* [Excerpt provided]:

So what is to be done amidst the warring tribes either concerned or apathetic towards climate change?  Obviously any abrupt simpleminded and gullible systemic change, as in Germany, will have catastrophic economic, social and human consequences. And no one should be so dewy eyed as to believe that Germany’s policies were not aligned with the World Economic Forum. Climate change and global warming are undoubtedly real threats despite all the failures to predict how and when future tipping points are reached. Therefore, it is incumbent to act intelligently and take into account what is factual and remove that from everything that is economically and politically ideological. At the popular level of societies, people must learn to gradually wean themselves away from buying so much stuff, and especially imports if possible. Regardless of how meaningless GDP has become as a metric to evaluate the economic and social health of a country, consumerism is nevertheless tied to GDP. The world’s three largest polluters—China, India and the US—will not curtail their economic growth nor will their corporations. Therefore, even with a steady decline in consumerism, GDP will continue to be tweaked and distorted to maintain the fantasy of productivity and growth. We find ourselves in a Hobbesian choice: we care about the environment and its preservation but are simultaneously accelerating its denigration by exploiting the planet’s resources to sustain a standard of living contrary to environmental sanity. Bookended by corporate greed and profit on the one hand, and an insatiable appetite for detrimental selfish pursuits, we impulsively consume stuff that we don’t really need. Hence rises a collective toxic brew that the majority of people participate in. 

Second, it is perfectly within nations’ means to reduce their reliance upon agro-chemical agriculture and adopt large regenerative farming practices that preserve the land and reduce greenhouse emissions. Third, become vegetarian or vegan. This will reduce the unnecessary wastage of land required for livestock of every kind, which has a terrible ratio between energy into the system and energy taken out. Moreover, the medical science now seems unwaveringly confirmed that plant based diets would dramatically reduce disease.

* [What is being asked]: What does the climate change excerpt say in the stretch from "Second, it is" through "dramatically reduce disease."? Quote it word for word.

* [Dataset excerpts]:
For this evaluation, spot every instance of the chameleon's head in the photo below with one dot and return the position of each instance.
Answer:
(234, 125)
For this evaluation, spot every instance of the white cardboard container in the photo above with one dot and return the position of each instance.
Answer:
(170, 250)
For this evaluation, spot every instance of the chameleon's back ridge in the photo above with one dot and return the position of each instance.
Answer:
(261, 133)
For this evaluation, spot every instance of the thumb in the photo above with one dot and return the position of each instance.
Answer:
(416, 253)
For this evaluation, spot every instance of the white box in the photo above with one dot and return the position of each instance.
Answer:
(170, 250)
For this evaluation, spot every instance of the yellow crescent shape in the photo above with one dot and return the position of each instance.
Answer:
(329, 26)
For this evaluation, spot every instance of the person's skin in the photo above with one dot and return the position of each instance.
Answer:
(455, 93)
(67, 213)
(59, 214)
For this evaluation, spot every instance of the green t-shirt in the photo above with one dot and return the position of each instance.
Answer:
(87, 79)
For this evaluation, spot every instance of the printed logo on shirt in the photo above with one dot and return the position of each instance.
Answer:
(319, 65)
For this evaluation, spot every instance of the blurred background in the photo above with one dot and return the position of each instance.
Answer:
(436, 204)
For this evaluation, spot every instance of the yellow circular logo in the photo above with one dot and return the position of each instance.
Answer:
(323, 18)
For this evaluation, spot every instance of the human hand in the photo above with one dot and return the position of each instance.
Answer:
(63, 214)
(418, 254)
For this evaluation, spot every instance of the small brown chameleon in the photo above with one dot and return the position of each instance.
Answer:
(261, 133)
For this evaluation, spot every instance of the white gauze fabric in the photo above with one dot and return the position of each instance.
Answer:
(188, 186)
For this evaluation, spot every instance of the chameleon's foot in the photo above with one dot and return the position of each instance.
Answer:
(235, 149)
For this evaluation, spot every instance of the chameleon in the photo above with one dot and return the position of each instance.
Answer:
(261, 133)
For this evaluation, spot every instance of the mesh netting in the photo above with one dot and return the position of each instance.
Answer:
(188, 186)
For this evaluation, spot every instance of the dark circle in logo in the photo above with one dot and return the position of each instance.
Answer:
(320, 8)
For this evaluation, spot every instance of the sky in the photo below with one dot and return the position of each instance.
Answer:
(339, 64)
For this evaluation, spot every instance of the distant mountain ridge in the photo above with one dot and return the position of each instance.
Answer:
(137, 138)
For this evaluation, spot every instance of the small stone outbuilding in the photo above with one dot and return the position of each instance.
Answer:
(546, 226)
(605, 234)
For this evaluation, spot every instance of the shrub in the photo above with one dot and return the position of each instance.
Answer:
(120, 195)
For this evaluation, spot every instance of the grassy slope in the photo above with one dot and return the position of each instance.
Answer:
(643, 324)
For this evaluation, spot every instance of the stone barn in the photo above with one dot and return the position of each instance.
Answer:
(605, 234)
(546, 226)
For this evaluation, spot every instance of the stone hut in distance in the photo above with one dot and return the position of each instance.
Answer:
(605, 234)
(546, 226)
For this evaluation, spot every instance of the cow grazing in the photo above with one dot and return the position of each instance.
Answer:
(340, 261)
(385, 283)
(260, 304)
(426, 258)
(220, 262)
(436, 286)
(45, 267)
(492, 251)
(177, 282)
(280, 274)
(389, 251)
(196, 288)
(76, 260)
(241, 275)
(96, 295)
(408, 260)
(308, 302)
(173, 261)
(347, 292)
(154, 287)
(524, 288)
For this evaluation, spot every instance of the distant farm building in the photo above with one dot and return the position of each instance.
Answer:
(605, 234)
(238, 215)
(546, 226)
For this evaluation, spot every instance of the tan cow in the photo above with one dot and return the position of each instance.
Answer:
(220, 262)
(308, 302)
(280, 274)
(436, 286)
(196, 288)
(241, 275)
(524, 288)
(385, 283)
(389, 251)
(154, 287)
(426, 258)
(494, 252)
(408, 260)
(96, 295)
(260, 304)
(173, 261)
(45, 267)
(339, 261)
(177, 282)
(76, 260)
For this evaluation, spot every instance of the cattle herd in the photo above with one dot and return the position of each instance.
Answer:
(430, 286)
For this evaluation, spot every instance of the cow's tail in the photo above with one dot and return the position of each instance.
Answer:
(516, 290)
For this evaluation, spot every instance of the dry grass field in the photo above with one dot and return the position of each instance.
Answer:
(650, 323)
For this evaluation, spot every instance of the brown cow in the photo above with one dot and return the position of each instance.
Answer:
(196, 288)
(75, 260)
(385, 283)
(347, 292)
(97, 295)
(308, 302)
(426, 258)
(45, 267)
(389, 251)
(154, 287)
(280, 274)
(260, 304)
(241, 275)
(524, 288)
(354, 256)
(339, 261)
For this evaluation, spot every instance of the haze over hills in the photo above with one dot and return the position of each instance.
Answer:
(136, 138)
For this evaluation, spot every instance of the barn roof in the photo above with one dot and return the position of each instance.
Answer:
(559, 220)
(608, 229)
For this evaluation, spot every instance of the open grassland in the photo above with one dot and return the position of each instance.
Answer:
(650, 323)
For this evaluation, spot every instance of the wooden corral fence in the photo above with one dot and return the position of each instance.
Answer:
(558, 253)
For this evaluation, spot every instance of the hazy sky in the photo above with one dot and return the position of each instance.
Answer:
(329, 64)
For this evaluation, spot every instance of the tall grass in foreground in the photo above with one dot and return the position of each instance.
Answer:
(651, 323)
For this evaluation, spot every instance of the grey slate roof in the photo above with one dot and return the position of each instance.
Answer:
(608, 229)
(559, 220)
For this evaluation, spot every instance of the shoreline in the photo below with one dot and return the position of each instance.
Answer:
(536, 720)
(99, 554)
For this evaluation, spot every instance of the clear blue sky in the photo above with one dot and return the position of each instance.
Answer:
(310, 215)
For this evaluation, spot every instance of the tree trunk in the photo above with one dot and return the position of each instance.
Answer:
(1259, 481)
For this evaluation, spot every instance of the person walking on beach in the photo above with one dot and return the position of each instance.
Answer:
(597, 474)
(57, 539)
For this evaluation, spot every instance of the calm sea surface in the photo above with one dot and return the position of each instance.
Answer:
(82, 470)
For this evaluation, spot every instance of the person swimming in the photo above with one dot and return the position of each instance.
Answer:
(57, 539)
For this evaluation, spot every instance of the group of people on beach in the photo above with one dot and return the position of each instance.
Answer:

* [Exercise solution]:
Second, it is perfectly within nations’ means to reduce their reliance upon agro-chemical agriculture and adopt large regenerative farming practices that preserve the land and reduce greenhouse emissions. Third, become vegetarian or vegan. This will reduce the unnecessary wastage of land required for livestock of every kind, which has a terrible ratio between energy into the system and energy taken out. Moreover, the medical science now seems unwaveringly confirmed that plant based diets would dramatically reduce disease.